DATASET EXCERPTS:

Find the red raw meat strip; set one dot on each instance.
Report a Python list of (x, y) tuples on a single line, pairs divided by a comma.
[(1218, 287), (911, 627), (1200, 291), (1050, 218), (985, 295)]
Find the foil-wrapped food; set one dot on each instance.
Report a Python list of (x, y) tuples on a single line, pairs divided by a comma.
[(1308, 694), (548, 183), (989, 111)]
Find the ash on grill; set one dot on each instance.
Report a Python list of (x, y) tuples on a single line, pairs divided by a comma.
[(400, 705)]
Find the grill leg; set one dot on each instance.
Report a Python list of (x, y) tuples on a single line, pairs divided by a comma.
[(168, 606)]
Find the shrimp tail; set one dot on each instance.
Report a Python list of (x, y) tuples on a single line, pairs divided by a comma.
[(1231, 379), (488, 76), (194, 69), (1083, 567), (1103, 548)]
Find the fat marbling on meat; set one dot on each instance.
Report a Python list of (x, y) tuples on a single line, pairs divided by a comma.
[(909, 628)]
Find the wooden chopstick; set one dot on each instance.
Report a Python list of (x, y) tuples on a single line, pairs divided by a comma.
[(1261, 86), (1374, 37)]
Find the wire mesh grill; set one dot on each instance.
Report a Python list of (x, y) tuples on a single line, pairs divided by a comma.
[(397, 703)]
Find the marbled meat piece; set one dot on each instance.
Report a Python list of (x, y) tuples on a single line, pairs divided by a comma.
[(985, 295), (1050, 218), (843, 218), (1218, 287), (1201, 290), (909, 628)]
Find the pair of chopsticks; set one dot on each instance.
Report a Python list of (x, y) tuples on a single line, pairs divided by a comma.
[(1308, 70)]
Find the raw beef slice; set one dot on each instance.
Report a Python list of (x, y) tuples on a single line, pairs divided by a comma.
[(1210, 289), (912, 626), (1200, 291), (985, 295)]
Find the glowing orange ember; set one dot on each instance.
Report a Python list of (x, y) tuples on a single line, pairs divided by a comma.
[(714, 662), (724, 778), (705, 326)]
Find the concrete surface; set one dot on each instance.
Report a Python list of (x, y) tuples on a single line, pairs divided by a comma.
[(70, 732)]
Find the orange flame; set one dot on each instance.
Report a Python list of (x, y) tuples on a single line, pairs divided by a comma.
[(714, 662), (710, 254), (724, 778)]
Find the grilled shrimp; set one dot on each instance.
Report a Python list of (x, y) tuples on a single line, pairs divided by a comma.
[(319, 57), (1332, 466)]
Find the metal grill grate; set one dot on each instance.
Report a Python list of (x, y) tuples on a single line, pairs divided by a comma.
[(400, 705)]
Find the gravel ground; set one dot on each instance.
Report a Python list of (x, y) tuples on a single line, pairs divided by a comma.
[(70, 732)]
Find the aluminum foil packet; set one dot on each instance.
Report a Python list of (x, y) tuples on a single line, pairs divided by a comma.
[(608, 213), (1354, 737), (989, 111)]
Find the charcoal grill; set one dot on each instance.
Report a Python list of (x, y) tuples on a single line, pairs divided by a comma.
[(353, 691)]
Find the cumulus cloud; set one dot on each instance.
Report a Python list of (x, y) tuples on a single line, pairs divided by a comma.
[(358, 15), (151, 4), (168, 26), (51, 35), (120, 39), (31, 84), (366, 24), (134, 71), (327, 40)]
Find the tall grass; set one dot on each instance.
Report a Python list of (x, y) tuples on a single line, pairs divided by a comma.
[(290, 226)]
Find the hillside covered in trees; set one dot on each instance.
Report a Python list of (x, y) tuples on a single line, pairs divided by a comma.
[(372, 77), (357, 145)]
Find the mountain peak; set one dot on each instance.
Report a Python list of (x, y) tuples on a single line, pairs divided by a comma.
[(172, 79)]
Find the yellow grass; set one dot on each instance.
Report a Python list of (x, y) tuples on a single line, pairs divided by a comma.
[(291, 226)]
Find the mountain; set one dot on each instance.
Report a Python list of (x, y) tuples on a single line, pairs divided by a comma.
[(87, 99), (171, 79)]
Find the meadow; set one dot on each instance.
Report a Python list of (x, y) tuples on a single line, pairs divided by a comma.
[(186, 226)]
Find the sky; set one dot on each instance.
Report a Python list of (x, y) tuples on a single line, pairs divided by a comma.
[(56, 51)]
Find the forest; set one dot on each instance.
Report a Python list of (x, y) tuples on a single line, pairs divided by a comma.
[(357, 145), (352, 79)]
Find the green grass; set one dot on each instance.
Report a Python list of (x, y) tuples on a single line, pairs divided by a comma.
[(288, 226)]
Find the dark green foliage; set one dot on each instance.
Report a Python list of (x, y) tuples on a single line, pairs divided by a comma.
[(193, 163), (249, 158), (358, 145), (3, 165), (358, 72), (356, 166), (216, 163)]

PROBLEM DETAILS:
How many lines of the listing above carry the string "green"? Report that number with no other text.

EXERCISE RESULT:
2